The exercise: Pick out each line of the records below that contains the string "hillside", and copy those lines in full.
== Material provided ==
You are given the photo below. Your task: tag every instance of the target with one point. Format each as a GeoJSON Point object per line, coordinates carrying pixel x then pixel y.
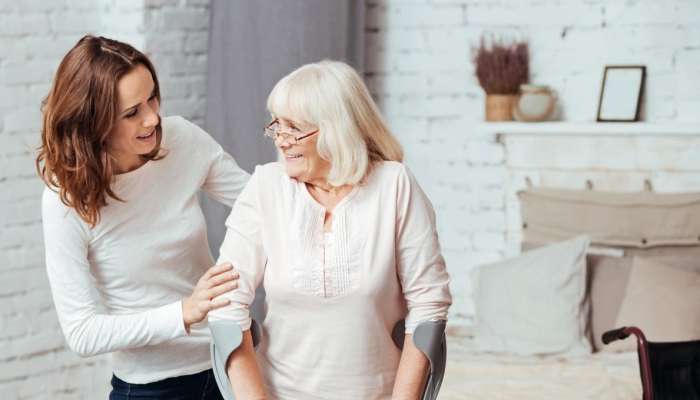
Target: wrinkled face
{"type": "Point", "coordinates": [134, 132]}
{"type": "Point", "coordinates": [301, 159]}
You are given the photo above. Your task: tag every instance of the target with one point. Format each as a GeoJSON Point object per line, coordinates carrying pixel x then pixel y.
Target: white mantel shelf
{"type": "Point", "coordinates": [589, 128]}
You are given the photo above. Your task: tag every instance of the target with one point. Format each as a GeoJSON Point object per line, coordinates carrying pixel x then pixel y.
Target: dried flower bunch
===
== Material provided ==
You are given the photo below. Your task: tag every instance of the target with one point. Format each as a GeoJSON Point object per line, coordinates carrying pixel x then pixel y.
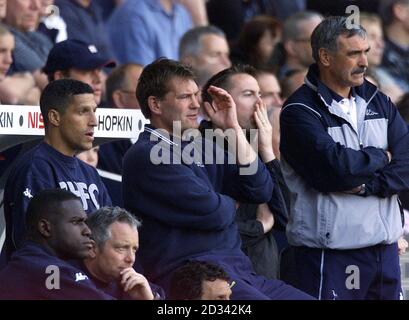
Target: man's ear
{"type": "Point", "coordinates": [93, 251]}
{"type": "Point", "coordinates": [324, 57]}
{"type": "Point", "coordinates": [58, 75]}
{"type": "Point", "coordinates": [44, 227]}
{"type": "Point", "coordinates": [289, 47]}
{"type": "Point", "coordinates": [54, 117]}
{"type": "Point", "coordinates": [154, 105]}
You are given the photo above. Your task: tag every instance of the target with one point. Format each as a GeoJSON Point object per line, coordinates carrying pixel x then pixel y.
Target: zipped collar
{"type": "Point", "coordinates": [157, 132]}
===
== Material provided ==
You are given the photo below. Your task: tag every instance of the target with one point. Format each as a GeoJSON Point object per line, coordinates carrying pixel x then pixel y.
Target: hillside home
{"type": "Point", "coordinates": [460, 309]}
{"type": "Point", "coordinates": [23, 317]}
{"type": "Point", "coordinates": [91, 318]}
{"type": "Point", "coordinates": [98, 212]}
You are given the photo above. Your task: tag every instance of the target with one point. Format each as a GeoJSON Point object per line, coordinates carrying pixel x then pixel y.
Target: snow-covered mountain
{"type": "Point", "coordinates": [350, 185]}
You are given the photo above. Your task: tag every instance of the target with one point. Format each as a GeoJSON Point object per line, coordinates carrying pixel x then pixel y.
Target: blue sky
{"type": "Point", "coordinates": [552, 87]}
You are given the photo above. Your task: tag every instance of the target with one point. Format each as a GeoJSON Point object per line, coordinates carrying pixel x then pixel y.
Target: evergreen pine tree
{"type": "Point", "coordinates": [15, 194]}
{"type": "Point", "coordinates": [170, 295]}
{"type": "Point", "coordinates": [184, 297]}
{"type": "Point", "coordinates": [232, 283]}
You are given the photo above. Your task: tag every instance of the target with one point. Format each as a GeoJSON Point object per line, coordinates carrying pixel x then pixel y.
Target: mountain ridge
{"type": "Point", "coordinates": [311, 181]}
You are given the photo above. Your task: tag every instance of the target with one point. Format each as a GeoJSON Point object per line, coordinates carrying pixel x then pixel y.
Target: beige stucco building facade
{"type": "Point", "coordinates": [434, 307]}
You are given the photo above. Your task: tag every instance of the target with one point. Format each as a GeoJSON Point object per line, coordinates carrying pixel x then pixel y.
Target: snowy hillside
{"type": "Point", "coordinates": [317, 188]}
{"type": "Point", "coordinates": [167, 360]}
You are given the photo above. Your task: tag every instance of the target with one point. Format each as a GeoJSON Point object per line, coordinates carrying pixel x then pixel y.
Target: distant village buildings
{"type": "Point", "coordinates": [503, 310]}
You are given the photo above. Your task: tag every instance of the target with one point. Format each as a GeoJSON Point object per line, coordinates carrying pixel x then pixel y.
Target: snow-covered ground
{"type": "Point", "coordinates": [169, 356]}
===
Exercise output:
Target: hillside home
Target: snowy hillside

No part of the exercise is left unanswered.